— START OF Stored data —
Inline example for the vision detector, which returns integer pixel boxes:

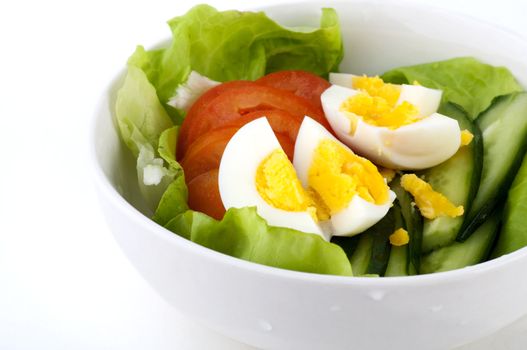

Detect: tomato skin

[180,110,301,183]
[226,109,304,147]
[187,169,225,220]
[256,70,331,111]
[180,127,239,183]
[177,82,331,159]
— END OF Stored data —
#### [Aim of the task]
Copy the rows above word for word, leaving out the picture.

#### [Response]
Inline example for the vision detector, which returns integer pixel boxes:


Detect: tomato skin

[180,110,301,183]
[226,109,304,147]
[187,169,225,220]
[256,70,331,111]
[180,127,239,183]
[177,82,331,159]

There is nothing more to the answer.